# any advice :)



## ameliaxx (Dec 3, 2011)

im hoping to start breeding and showing mice and i understand that with any other showing that you should really start with olny one or two varities (that are similiar) i like the looks of the solids like the champagne, cream,dove and white. I also understand that some varities win and are generaly of better standard then others like in the dog world a good starer breed would be say poodle or wire fox terrier. So are any of the ones ive metioned above good to start with or not ?? Before i start i am going to register with the NMC and i am also coming to Harrogate, any other advice would also be apprciated


----------



## Cait (Oct 3, 2008)

Any of the selfs you have mentioned would be ok for a novice to start off with, cream and white the most in my opinion but champagne and dove would still be ok. If you have cream and PEW they are complimentary to each other and are often bred together.


----------



## ameliaxx (Dec 3, 2011)

MouseBreeder said:


> Any of the selfs you have mentioned would be ok for a novice to start off with, cream and white the most in my opinion but champagne and dove would still be ok. If you have cream and PEW they are complimentary to each other and are often bred together.


i meant to put PEW down as well lol what numbers should start of with as foundation stock and what are the most suitable cages to keep them in ??


----------



## Cait (Oct 3, 2008)

It's usual to get a trio (two does and one buck). As for cages, there are many many different opinions!


----------



## ameliaxx (Dec 3, 2011)

MouseBreeder said:


> It's usual to get a trio (two does and one buck). As for cages, there are many many different opinions!


thanks i am thinking of getting a book called exhibition and pet mice would you recommend it ??


----------



## Cait (Oct 3, 2008)

Yes, there are a few books you might like to read. Apart from Tony Cooke's book as you have mentioned there ia also the Encyclopaedia of Pet Mice by Tony Jones and A Fancy For Mice by David Montgomery. This last book is sold by the NMC for £5 and written by a current member.


----------



## ameliaxx (Dec 3, 2011)

i no this is abit of a stupid question but i was looking at the registry forms and to register as an adult you need to be over 15 but to register as a kid you need to be under 15 and im 15 should i register as an adult ??


----------



## Cait (Oct 3, 2008)

Good question :lol: If you email Anne, the Secretary, she'll be able to help. Email [email protected]


----------



## ameliaxx (Dec 3, 2011)

MouseBreeder said:


> Good question :lol: If you email Anne, the Secretary, she'll be able to help. Email [email protected]


Thanks ive emailed her  im going to harrogate do you think the mouse action would be a good place to look for my foundation stock or am i best talking directly to the breeders (that hopefully could bring the mice to Harrogate if its possible ??)


----------



## Cait (Oct 3, 2008)

Any mice for sale at Harrogate will be in the auction class. This can be a good place to buy stock, but it can also mean that you are tempted on the day by a variety that you didn't intend to get, or is not good for a novice etc. I recommend that you use the Harrogate show as a way to speak to as many breeders as possible of your chosen varieties and find out the advantages and disadvantages before you make a final decision. While you are at the show you could organise for some mice to be brought to another show for you, as the rules on the selling/swapping of mice that apply at Harrogate do not apply at local shows and it would be fine to pre-arrange something.


----------

■ Data shown:
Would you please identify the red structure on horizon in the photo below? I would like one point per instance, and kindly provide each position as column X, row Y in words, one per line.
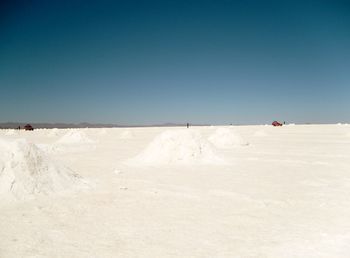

■ Aim of the task:
Edit the mouse-showing thread from "Any mice for" up to and including "to pre-arrange something.", putting "sales class" in place of "auction class". Work only from the mouse-showing thread.

■ In response:
Any mice for sale at Harrogate will be in the sales class. This can be a good place to buy stock, but it can also mean that you are tempted on the day by a variety that you didn't intend to get, or is not good for a novice etc. I recommend that you use the Harrogate show as a way to speak to as many breeders as possible of your chosen varieties and find out the advantages and disadvantages before you make a final decision. While you are at the show you could organise for some mice to be brought to another show for you, as the rules on the selling/swapping of mice that apply at Harrogate do not apply at local shows and it would be fine to pre-arrange something.